▸ Task objective: Nothing in the listing may change. Repeat all of it.

▸ Input data:
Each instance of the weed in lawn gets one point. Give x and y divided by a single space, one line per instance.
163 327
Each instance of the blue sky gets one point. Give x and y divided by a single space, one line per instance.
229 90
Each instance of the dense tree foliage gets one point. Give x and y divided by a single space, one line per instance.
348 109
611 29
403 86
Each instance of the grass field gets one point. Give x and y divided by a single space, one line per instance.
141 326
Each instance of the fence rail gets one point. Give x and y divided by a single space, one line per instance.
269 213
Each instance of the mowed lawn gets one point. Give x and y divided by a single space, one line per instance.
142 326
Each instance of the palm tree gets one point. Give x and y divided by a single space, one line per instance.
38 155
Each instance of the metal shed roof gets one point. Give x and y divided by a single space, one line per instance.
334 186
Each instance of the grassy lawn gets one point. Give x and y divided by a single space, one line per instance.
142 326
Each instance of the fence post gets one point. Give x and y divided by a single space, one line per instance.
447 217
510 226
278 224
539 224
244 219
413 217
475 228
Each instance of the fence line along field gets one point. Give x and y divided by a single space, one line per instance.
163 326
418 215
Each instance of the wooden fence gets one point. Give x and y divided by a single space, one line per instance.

▸ Result:
Each instance of the weed in lawn gets one point. Give x and y divided by a single space, one line per instance.
163 327
Each instance of the blue sky gets one point. Give x and y divided by a single space, one line per instance.
229 90
Each instance of the dense tree foliage gets one point. Give x and y divided by a single space, one line per instance.
348 109
611 29
403 86
Each instance of the grass field gets one point. Give x and y divided by a single space, one line per instance.
141 326
Each instance of the fence rail gets one point. Give x and y divided by a single space, one line per instance.
269 213
Each instance of the mowed lawn gets one point. Give x and y divided by a single space, one line per instance.
142 326
Each instance of the palm tree gets one point. Give x and y divided by a single space, one line per instance.
38 155
Each instance of the metal shed roof gets one point. Give x and y divided by a single space, one line per instance.
334 186
Each instance of the grassy lawn gets one point. Give x and y divided by a single space, one line per instance.
142 326
Each instance of the fence post gets one point. Give x and y divided by a single space, one line per instance.
447 217
510 226
278 224
539 224
244 219
413 217
475 228
Each instance of the fence line along field gets one point. Give x and y divided by a single space, one line per instance.
163 326
418 215
Each instance of the wooden fence gets one point. Give x and y divided by a single space, one line per instance.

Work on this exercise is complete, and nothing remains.